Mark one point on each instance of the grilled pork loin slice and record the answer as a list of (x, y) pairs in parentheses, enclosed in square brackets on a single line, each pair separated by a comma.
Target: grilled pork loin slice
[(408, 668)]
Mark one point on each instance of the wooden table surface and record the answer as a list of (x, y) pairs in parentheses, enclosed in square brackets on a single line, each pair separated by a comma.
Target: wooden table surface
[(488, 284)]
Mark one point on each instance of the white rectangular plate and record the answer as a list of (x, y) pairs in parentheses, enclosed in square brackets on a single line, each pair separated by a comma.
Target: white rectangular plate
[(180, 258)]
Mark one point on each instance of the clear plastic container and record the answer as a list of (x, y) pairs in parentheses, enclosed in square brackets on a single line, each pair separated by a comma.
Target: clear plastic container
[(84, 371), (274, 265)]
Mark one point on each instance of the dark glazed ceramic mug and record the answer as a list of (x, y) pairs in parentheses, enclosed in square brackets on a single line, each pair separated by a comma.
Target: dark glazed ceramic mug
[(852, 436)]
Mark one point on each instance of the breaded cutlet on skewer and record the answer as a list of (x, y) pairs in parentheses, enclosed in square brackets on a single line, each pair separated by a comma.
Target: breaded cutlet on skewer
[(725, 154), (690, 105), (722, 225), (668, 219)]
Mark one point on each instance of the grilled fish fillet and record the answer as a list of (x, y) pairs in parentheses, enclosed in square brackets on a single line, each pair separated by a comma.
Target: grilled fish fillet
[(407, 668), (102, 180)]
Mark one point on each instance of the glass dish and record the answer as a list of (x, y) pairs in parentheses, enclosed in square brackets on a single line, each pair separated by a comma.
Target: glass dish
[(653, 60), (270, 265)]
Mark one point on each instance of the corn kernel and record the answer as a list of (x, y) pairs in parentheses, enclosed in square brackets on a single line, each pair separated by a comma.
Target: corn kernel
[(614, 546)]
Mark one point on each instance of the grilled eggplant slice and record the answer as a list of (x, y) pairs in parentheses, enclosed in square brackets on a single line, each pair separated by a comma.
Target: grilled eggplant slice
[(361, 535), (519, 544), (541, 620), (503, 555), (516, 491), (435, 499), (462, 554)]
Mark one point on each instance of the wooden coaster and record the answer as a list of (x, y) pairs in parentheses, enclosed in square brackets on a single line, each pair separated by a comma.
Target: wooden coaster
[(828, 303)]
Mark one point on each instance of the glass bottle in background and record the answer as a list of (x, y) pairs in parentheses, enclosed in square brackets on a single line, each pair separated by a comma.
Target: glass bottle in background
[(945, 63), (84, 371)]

* * *

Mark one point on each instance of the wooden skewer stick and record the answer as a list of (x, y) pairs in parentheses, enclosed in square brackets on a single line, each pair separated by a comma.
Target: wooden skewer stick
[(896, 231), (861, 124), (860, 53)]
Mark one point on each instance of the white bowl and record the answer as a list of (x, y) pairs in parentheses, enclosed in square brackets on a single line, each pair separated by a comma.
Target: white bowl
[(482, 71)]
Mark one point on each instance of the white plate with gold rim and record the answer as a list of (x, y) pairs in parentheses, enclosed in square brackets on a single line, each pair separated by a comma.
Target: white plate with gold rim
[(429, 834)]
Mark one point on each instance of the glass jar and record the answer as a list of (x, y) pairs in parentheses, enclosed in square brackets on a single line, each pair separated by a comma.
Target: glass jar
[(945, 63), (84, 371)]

==

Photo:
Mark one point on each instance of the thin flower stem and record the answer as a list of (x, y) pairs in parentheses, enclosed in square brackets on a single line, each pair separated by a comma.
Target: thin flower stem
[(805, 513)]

[Task details] Update the lines starting at the one containing "Mark one point on each instance of the wooden table" and ending at the one containing "[(653, 60), (270, 265)]", replacing every "Target" with "Label" and leaving everything else unchanged, then give those lines again.

[Correct result]
Mark one point on each instance of the wooden table surface and record the answer as a list of (x, y) pairs in parentheses, enclosed in square brackets on a single line, each pair separated by a comma.
Label: wooden table surface
[(488, 284)]
Mark one point on each instance of the white rectangular plate and record the answer as a list of (x, y) pairs in parentheses, enclosed in square brackets on a single line, each pair separated by a comma.
Label: white rectangular plate
[(180, 258)]
Mark one point on each instance of the clear plastic container and record the answer as a list of (x, y) pairs in parentheses, enclosed in square brackets on a single line, each pair separated by a comma.
Label: clear plastic container
[(84, 371), (274, 265)]
Mark one point on each instance of the dark glazed ceramic mug and record the answer as a list of (x, y) pairs in parentheses, enclosed in square brackets on a single line, each pair separated by a comma.
Label: dark glazed ceramic mug
[(852, 436)]
Mark one point on each instance of the breaded cutlet on skewer and record the answer as a list of (x, y) pairs in parentheses, enclosed in square brackets on a single line, each pair separated by a comma.
Label: breaded cutlet on skewer
[(725, 154), (690, 105), (722, 225), (668, 219)]
Mark one point on each instance of the grilled fish fillet and record the answer as a list of (x, y) pairs in parentheses, enclosed in square brackets on a single line, each pair separated by a comma.
Label: grilled fish fillet
[(407, 668), (102, 180)]
Mark one point on each instance of the glass dish and record the answer as a list of (x, y) pairs in parentheses, enclosed in square brackets on a single line, each pair separated by a comma.
Label: glass dish
[(653, 60), (270, 265)]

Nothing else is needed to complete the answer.